◆ What the exercise asks
Write out exactly, with no other output, the lines below from the one that contains "I'd appreciate it if you could identify where the truck" through the end.

----------

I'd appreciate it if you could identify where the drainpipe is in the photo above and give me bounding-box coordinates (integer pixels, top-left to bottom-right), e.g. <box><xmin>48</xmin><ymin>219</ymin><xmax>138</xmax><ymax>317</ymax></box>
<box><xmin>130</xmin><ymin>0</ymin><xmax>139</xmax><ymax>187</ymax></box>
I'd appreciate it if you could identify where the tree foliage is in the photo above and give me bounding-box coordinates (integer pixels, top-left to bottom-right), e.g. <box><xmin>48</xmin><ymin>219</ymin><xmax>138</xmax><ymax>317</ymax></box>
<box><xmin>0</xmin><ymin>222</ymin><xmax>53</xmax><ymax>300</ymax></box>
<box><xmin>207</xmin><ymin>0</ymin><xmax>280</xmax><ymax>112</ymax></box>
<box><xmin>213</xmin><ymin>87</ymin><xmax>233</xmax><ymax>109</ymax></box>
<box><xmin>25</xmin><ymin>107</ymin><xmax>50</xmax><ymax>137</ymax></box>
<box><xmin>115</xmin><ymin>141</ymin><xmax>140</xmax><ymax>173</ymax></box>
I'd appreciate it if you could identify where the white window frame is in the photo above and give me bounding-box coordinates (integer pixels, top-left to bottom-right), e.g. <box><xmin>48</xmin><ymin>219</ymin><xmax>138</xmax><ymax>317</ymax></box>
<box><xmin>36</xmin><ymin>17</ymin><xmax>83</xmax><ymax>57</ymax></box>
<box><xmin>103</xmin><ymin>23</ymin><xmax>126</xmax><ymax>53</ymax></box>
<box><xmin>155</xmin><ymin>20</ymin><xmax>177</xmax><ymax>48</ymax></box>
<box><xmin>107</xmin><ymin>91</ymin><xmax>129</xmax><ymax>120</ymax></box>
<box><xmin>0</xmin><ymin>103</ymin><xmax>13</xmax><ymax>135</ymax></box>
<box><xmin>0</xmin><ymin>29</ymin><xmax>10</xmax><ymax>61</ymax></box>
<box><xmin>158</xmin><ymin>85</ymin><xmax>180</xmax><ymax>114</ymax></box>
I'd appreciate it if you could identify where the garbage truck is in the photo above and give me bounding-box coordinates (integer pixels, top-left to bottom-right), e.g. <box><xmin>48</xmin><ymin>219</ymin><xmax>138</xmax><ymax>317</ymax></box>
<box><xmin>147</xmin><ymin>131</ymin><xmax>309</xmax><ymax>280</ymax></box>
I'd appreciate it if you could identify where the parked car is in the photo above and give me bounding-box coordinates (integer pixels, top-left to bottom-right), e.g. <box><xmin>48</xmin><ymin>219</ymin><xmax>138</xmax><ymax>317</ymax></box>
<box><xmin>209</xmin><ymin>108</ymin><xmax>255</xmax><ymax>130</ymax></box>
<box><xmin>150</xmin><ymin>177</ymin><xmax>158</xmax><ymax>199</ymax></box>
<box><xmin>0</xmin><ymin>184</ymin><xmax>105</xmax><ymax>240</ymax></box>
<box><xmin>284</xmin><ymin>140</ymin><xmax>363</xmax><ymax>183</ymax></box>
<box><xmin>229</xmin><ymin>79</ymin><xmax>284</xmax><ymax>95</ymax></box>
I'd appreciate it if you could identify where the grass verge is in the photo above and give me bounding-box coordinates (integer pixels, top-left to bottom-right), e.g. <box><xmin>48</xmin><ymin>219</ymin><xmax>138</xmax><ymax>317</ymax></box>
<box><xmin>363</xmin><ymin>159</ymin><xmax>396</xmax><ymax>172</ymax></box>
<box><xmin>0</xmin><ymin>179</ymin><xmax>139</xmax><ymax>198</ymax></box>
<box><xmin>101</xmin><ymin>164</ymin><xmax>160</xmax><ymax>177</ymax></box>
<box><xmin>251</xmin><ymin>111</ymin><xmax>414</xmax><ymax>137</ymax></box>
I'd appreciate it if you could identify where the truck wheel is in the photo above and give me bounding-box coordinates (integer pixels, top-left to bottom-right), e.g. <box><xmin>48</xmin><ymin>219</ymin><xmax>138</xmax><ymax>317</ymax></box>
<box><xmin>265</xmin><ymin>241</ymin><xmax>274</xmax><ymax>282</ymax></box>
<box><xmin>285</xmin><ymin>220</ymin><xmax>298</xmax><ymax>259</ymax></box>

----------

◆ Expected answer
I'd appreciate it if you could identify where the truck wheel is in the photo above and give me bounding-box coordinates (integer pixels, top-left to bottom-right), e.g. <box><xmin>48</xmin><ymin>219</ymin><xmax>138</xmax><ymax>317</ymax></box>
<box><xmin>265</xmin><ymin>241</ymin><xmax>274</xmax><ymax>282</ymax></box>
<box><xmin>285</xmin><ymin>220</ymin><xmax>298</xmax><ymax>259</ymax></box>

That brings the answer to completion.